[EXERCISE] Omit every picture and write out the rest of the records exactly.
□ □ □ □ □ □ □
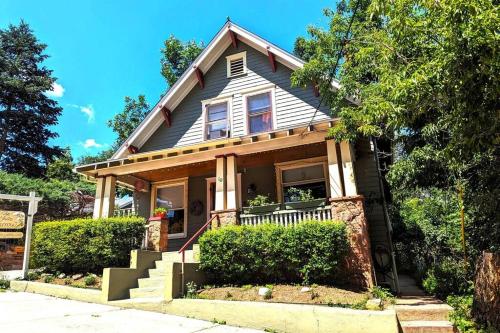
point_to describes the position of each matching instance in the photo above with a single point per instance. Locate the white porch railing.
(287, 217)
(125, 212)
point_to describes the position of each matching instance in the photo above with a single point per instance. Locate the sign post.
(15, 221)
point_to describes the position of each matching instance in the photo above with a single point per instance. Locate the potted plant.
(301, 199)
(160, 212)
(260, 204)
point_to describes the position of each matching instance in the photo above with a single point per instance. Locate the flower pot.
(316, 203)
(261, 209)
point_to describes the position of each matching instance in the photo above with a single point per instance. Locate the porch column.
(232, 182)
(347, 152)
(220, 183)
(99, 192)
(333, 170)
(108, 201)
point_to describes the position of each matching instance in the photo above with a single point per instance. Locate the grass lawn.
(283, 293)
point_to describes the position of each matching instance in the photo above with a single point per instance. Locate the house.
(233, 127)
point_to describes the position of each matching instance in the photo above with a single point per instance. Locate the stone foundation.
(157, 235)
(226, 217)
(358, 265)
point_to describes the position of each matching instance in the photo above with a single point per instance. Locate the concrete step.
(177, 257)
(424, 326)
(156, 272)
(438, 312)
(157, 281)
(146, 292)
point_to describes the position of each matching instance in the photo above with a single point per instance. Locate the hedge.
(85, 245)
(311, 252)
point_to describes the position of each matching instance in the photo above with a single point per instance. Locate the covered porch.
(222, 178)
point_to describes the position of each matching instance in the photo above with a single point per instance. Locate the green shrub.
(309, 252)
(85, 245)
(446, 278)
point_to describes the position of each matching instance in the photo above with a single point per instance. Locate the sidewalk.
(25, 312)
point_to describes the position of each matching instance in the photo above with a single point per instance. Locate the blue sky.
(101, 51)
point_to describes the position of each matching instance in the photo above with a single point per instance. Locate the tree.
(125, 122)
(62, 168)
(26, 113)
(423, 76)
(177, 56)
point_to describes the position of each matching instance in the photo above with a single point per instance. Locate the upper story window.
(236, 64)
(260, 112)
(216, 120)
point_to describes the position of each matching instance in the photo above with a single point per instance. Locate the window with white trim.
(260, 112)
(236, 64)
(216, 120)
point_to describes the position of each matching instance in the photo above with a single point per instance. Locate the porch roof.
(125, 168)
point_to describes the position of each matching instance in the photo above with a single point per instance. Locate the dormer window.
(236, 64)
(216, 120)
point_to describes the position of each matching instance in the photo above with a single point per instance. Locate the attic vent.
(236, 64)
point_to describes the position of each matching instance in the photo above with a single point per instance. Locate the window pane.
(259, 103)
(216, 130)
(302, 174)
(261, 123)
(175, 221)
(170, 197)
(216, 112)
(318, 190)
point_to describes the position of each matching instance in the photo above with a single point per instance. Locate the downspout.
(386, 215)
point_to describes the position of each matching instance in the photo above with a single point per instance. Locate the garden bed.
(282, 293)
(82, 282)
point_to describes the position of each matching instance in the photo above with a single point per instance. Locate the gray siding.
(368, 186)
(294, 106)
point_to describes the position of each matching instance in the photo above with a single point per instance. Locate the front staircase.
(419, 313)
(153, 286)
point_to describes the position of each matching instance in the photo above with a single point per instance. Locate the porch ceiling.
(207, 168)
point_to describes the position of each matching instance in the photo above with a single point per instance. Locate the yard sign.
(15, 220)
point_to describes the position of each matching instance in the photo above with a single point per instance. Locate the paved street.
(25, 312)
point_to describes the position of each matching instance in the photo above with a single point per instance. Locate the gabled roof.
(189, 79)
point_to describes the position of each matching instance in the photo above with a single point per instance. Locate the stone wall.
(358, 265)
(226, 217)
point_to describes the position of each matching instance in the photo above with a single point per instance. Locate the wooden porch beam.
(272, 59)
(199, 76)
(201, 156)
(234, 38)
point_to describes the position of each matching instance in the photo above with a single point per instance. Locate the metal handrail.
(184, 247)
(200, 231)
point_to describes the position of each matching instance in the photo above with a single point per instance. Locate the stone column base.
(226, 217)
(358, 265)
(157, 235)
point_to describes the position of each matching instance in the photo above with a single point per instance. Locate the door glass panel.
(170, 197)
□ □ □ □ □ □ □
[YOUR RESPONSE]
point_to describes the position of each matching instance in the photo above with a single point per instance. Locate the white porch railing.
(287, 217)
(125, 212)
point_to describes the position of each matching instance in the photo above with a single point per instance. Locate the sign post.
(15, 221)
point_to describes the position of each matching instance in the photo above with a single point per instance. Locate the potted plant.
(301, 199)
(160, 212)
(260, 204)
point_to describes the position of each matching instance in the photo above with a single point per instance. Locate the flower pot.
(316, 203)
(261, 209)
point_to describes the position of each matching instance in the photo above with a single point per instance. Locate the porch column.
(232, 182)
(347, 152)
(220, 183)
(99, 192)
(333, 170)
(108, 201)
point_to describes the position of each matching instance in the photo above with a single point per instance. Locate the grass lawn.
(283, 293)
point_to describes the position of each matching instance in the photo above with a single point per instance. Locate the house.
(233, 127)
point_to describes the position of each matching instance in the photo above with a single point per instance. Locate the stone foundation.
(157, 235)
(226, 217)
(358, 265)
point_to describes the position of each matching instance in the photo above with a single point per instance. Locate the concrete step.
(177, 257)
(424, 326)
(156, 272)
(438, 312)
(157, 281)
(146, 292)
point_to describes the position of each matching instance in the photo above with a single point per instance. Locate the hedge.
(85, 245)
(311, 252)
point_to describes the position of each matching instance in the photo above with a single point per instance. Locate the covered porch.
(222, 178)
point_to describes the position of each matching instance in the photo above with a single point per instance. Locate the green shrub.
(309, 252)
(85, 245)
(446, 278)
point_to describes the position of each matching instance in the photo above with a single point per instance. Locate the sidewalk.
(25, 312)
point_to describes the position of each matching instance in the photo above with a single point per instance. Locate the blue sky.
(101, 51)
point_to describes the position of each matching instance in the photo above with a single point per instance. Locate the tree.
(125, 122)
(62, 168)
(26, 113)
(423, 76)
(177, 56)
point_to describes the position of each matching instance in the photo above with a single point per instance. Locate the upper story window.
(236, 64)
(260, 112)
(216, 120)
point_to describes the position of each matching instance in the photo above with a single point per instance. Locate the window with white trim.
(260, 112)
(236, 64)
(216, 120)
point_to describes the position of each matching instance in the photo above with a single point per instance. Locate the porch roof.
(125, 168)
point_to describes the position of each matching instance in the photo above with a single point per instance. Locate the dormer window.
(236, 64)
(216, 120)
point_to describes the position of each matching instance in the photo above with a single point per instance. Locate the attic vent.
(236, 64)
point_to describes the position of each matching instance in the photo above with a single point per instance. Locate the window pane.
(259, 103)
(216, 130)
(302, 174)
(261, 123)
(175, 221)
(170, 197)
(216, 112)
(318, 190)
point_to describes the position of each matching instance in the photo above with a single point per instance. Locate the downspout.
(386, 215)
point_to describes the position of each matching instance in the photo above with a single point per instance. Locate the garden bed.
(282, 293)
(82, 282)
point_to describes the position of each matching instance in the photo above with a single point per instance. Locate the gray siding.
(368, 186)
(294, 106)
point_to describes the position of each matching instance in the photo above with a single point per instance. Locate the front staircase.
(419, 313)
(153, 286)
point_to describes the position of each matching instance in the photo above with a single point per instance. Locate the porch ceiling.
(207, 168)
point_to describes the position of each matching instance in the photo above with a single point per instance. Locate the yard sign.
(15, 220)
point_to describes the position of each matching instance in the photo above with a single point per instance. Locate the paved street.
(25, 312)
point_to describes the position of each matching instance in the photo above with a single point per instance. Locate the gabled roof.
(189, 79)
point_to describes the position of each matching instance in the photo above with a single point per instance. Locate the stone wall.
(358, 265)
(226, 217)
point_to describes the position of each matching instance in the photo above with a single point per instance. Locate the wooden porch beam.
(272, 59)
(199, 76)
(201, 156)
(234, 38)
point_to describes the position of each matching instance in the photo above with a single point per instance. Locate the metal handrail.
(184, 247)
(200, 231)
point_to describes the position of each matching instance in the photo above with a single point per instance. Locate the stone column base.
(226, 217)
(358, 265)
(157, 235)
point_to describes the position of each matching instance in the photo above with a single point per instance. Locate the door glass panel.
(170, 197)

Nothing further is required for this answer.